* _Problem_: Write the whole listing out again, word for word.

* _Data section_:
+===+

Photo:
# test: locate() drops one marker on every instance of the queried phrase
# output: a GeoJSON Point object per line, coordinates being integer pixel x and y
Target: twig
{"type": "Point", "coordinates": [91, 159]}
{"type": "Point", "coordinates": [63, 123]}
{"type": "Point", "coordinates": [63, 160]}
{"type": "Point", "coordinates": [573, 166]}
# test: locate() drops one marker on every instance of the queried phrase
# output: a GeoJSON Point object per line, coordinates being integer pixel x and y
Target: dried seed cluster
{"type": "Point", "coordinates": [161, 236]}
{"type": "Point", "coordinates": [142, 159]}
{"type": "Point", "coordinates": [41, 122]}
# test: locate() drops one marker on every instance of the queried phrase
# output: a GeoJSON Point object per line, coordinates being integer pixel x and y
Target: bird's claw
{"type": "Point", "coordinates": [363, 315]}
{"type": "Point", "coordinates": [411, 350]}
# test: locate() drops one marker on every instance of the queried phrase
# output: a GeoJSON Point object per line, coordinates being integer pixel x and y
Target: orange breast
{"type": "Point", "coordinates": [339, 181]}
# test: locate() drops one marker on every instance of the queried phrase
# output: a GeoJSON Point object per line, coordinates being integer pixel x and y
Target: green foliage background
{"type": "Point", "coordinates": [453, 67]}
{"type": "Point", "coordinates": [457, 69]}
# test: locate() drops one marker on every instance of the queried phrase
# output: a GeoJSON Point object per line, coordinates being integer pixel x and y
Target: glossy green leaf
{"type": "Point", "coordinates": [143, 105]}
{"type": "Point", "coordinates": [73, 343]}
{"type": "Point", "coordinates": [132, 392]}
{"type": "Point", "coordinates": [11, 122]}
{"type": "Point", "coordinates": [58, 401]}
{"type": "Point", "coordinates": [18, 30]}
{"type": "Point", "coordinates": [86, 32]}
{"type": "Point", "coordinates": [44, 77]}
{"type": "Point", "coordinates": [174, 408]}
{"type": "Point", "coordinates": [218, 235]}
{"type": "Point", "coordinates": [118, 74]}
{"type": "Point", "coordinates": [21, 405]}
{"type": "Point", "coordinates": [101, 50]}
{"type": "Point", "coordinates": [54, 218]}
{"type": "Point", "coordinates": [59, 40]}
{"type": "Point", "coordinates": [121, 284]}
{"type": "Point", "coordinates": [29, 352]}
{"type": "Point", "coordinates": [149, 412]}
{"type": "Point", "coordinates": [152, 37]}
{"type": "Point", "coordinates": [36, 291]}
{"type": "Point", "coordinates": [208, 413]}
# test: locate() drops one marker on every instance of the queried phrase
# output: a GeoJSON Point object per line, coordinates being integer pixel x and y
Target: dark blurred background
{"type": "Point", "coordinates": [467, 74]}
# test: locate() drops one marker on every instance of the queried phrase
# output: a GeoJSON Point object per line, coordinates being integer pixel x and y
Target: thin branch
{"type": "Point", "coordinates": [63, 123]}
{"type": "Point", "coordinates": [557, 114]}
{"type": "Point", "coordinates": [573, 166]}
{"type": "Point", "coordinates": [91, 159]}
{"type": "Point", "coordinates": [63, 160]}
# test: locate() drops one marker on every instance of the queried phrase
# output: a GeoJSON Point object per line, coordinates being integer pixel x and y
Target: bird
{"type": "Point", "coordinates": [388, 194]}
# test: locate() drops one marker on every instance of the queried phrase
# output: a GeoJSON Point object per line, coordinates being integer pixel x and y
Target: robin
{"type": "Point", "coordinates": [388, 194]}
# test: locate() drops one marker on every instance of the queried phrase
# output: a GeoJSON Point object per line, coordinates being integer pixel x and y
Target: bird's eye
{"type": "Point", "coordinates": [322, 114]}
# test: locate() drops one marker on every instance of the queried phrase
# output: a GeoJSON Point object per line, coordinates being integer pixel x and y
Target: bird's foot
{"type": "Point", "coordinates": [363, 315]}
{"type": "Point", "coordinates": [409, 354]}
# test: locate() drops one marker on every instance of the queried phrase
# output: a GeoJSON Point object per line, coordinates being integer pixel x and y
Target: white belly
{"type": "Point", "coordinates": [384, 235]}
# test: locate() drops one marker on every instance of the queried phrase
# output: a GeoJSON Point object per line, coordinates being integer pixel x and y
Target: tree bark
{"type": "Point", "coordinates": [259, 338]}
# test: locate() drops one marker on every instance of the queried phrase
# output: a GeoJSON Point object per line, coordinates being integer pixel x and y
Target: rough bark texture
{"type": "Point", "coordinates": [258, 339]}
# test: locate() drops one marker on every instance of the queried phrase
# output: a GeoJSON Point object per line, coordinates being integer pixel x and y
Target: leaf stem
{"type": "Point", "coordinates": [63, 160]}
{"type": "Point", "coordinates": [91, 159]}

+===+

* _Solution to this exercise_:
Photo:
# test: locate() drops one marker on every instance of the queried phrase
# output: a GeoJSON Point object per line, coordinates being integer pixel x and y
Target: twig
{"type": "Point", "coordinates": [91, 159]}
{"type": "Point", "coordinates": [63, 123]}
{"type": "Point", "coordinates": [63, 160]}
{"type": "Point", "coordinates": [573, 166]}
# test: locate() drops one marker on every instance of the queried phrase
# output: a GeoJSON Point object per line, coordinates being integer pixel x and y
Target: dried seed cluster
{"type": "Point", "coordinates": [161, 236]}
{"type": "Point", "coordinates": [142, 159]}
{"type": "Point", "coordinates": [41, 122]}
# test: locate() drops one marker on every instance of the queried phrase
# output: a GeoJSON Point object per line, coordinates being integer pixel x and y
Target: bird's claw
{"type": "Point", "coordinates": [363, 315]}
{"type": "Point", "coordinates": [411, 350]}
# test: locate() drops one marker on every instance of the queried phrase
# output: a GeoJSON Point object per line, coordinates being integer pixel x and y
Target: orange breast
{"type": "Point", "coordinates": [339, 181]}
# test: locate() drops one marker on every instance of the queried phrase
# output: a GeoJSON Point object per line, coordinates being integer pixel x and y
Target: green foliage background
{"type": "Point", "coordinates": [453, 67]}
{"type": "Point", "coordinates": [457, 69]}
# test: locate() drops one marker on every instance of the queried phrase
# output: a GeoJSON Point object per line, coordinates being integer pixel x and y
Target: glossy green leaf
{"type": "Point", "coordinates": [143, 105]}
{"type": "Point", "coordinates": [73, 343]}
{"type": "Point", "coordinates": [132, 392]}
{"type": "Point", "coordinates": [11, 122]}
{"type": "Point", "coordinates": [58, 401]}
{"type": "Point", "coordinates": [18, 30]}
{"type": "Point", "coordinates": [86, 32]}
{"type": "Point", "coordinates": [44, 77]}
{"type": "Point", "coordinates": [174, 408]}
{"type": "Point", "coordinates": [218, 235]}
{"type": "Point", "coordinates": [118, 74]}
{"type": "Point", "coordinates": [21, 405]}
{"type": "Point", "coordinates": [101, 50]}
{"type": "Point", "coordinates": [54, 218]}
{"type": "Point", "coordinates": [59, 40]}
{"type": "Point", "coordinates": [121, 284]}
{"type": "Point", "coordinates": [29, 352]}
{"type": "Point", "coordinates": [149, 412]}
{"type": "Point", "coordinates": [152, 37]}
{"type": "Point", "coordinates": [36, 291]}
{"type": "Point", "coordinates": [208, 413]}
# test: locate() drops one marker on every instance of the queried phrase
# output: a GeoJSON Point object per line, coordinates being integer pixel x and y
Target: dark blurred background
{"type": "Point", "coordinates": [467, 74]}
# test: locate() drops one marker on every instance of the queried phrase
# output: a GeoJSON Point object per line, coordinates being integer pixel x and y
Target: thin branch
{"type": "Point", "coordinates": [63, 123]}
{"type": "Point", "coordinates": [557, 114]}
{"type": "Point", "coordinates": [573, 166]}
{"type": "Point", "coordinates": [91, 159]}
{"type": "Point", "coordinates": [63, 160]}
# test: locate() drops one marker on every instance of the queried phrase
# output: a GeoJSON Point object per line, coordinates being integer pixel x and y
Target: bird
{"type": "Point", "coordinates": [388, 194]}
# test: locate() drops one marker on every instance of the queried phrase
# output: a GeoJSON Point object per line, coordinates being integer pixel x and y
Target: robin
{"type": "Point", "coordinates": [388, 194]}
# test: locate() drops one marker on every instance of the queried phrase
# output: a GeoJSON Point object per line, coordinates being integer pixel x and y
Target: bird's eye
{"type": "Point", "coordinates": [322, 114]}
# test: locate() drops one marker on every instance of the queried phrase
# output: a GeoJSON Point object per line, coordinates being integer pixel x and y
Target: bird's foot
{"type": "Point", "coordinates": [363, 315]}
{"type": "Point", "coordinates": [409, 354]}
# test: locate() drops one marker on every instance of the queried phrase
# output: a GeoJSON Point object per line, coordinates being integer pixel x and y
Target: white belly
{"type": "Point", "coordinates": [384, 235]}
# test: locate() drops one marker on every instance of the queried phrase
# output: a GeoJSON Point object per line, coordinates being integer pixel x and y
Target: tree bark
{"type": "Point", "coordinates": [259, 338]}
# test: locate() drops one marker on every instance of the queried phrase
# output: a GeoJSON Point object per line, coordinates being integer pixel x and y
Target: rough bark texture
{"type": "Point", "coordinates": [258, 339]}
# test: locate() drops one marker on every instance of the queried phrase
# output: a GeoJSON Point object per line, coordinates being integer pixel x and y
Target: leaf stem
{"type": "Point", "coordinates": [63, 160]}
{"type": "Point", "coordinates": [91, 159]}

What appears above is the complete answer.